Work task: Retype all of the data that follows, line for line.

Material for the task:
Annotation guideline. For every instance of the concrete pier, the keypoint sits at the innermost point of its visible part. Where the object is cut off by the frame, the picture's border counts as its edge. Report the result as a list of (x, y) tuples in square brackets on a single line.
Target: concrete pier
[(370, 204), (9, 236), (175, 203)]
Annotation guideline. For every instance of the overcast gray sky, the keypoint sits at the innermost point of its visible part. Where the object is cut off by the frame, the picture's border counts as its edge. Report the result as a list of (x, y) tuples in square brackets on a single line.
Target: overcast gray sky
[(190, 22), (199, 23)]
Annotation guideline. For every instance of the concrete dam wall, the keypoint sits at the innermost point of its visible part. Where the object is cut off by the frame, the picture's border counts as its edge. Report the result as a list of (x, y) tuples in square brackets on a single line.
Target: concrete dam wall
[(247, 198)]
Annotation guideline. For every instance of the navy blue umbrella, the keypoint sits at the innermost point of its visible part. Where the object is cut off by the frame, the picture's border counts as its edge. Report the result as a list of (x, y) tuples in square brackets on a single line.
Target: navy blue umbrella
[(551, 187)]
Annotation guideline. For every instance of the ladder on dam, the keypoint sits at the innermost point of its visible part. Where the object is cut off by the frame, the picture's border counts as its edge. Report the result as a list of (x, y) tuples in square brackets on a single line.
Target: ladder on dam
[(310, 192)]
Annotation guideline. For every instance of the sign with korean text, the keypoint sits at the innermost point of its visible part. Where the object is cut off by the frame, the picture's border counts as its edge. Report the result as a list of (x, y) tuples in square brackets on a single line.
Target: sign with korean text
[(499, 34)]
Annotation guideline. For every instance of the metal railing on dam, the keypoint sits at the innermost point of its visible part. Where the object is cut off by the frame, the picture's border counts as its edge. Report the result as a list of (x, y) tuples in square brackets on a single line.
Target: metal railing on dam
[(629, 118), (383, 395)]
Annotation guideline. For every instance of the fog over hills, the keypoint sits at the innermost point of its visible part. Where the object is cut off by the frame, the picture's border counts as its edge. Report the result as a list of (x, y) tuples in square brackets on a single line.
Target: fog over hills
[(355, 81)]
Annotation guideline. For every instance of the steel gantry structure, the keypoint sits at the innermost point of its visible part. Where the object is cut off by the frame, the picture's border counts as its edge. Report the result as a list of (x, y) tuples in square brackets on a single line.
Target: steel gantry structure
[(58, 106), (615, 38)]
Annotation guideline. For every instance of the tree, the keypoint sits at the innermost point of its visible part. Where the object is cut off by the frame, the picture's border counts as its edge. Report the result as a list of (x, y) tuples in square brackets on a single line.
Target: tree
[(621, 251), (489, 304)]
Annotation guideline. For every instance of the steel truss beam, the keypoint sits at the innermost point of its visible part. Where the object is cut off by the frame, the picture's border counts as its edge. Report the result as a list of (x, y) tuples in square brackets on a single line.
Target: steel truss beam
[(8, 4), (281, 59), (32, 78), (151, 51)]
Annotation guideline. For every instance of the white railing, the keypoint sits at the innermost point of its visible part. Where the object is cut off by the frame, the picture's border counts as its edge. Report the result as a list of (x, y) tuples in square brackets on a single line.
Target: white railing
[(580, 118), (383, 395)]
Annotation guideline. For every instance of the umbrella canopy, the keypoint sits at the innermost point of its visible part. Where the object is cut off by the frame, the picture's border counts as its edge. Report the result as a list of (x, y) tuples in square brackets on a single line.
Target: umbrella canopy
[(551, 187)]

Task result:
Annotation guideline. For every instance of the concrete pier, the keypoint sits at the innermost point of its visible part. Where the object is cut off by the frame, the picture's border counts as its edge. Report the result as a list of (x, y) tuples in square brackets on a single line.
Target: concrete pier
[(370, 204), (9, 236), (175, 203)]
Annotation guideline. For every instance of the overcast gray sky, the keypoint sits at the innermost point of its visible part. Where the object is cut off by the frame, the picture's border counts as its edge. Report the result as a list of (x, y) tuples in square brackets on a single line.
Target: overcast gray sky
[(190, 22), (199, 23)]
Annotation guideline. For every instance of the concrete dam wall, the keypoint sits at the innermost point of its visible part. Where the object is cut off by the frame, the picture's border counts as its edge. Report the result as a list of (x, y) tuples in square brackets on a single line.
Target: concrete dam wall
[(247, 198)]
Annotation guideline. For every instance of the navy blue umbrella, the keypoint sits at the innermost point of its visible part. Where the object is cut off by the frame, the picture's border counts as its edge. Report the result as a list of (x, y) tuples in square brackets on a single line.
Target: navy blue umbrella
[(551, 187)]
Annotation guideline. For every instance of the ladder on dam, the keypoint sits at the innermost point of its visible part. Where the object is cut off by the frame, the picture's border counts as its edge. Report the result as a list of (x, y) tuples in square brackets on a single line.
Target: ladder on dam
[(310, 192)]
Annotation guideline. For every instance of the sign with korean text, the keypoint sits at the innermost point of its visible part. Where the object is cut off by the frame, the picture's border counts as its edge. Report the result as a list of (x, y) tuples in square brackets on a single line.
Target: sign with korean text
[(499, 34)]
Annotation guideline. For every instance of the metal railing on dam, the keypoint sits at the innermost point of its visible part. Where the object is cut off by the frame, the picture's border counts as its edge. Report the result as a list of (x, y) tuples in square brackets on a single line.
Target: metal railing on dam
[(629, 118), (383, 395)]
Annotation guideline. For every instance of the fog over hills, the keypoint sits at the innermost point of its visible part. Where the object is cut off by the frame, the picture's border counts as its edge. Report the result as a list of (x, y) tuples in square brackets on a single line.
Target: fog over hills
[(355, 81)]
Annotation guideline. For every instance of the steel gantry structure, the keypoint sits at the innermost point of its visible part. Where the object is cut off by the frame, the picture's border counts as its edge. Report the result as a list of (x, y) tuples in square brackets on a single line.
Target: steel gantry structure
[(58, 106), (615, 38)]
Annotation guideline. For every instance of the tree, the keypoint sits at the innermost point of its visible part. Where the object is cut off by the frame, the picture's border counts as its edge. Report the result as a list of (x, y) tuples in square brackets on a single line.
Target: tree
[(621, 251), (489, 304)]
Annotation guideline. For every instance of the steel truss beam, the keypoint sits at the innermost point of its visible part. Where the object is cut off by the frame, the picture's border counts as its edge. Report the result as a list of (x, y) tuples in square brackets on a single line.
Target: steel truss beam
[(8, 4), (281, 59), (32, 78), (151, 51)]
Annotation guideline. For every instance of the white railing, the keypoint sits at the innermost point of its visible part. Where the object is cut off by the frame, the picture's border counts as its edge. Report the result as a list of (x, y) tuples in square brackets on a single line.
Target: white railing
[(580, 118), (383, 395)]
Annotation guideline. For every instance of the umbrella canopy, the keypoint sits at the innermost point of its visible part. Where the object is cut off by the frame, the picture's border counts as its edge. Report the result as a list of (x, y) tuples in square brackets on a single line.
Target: umbrella canopy
[(551, 187)]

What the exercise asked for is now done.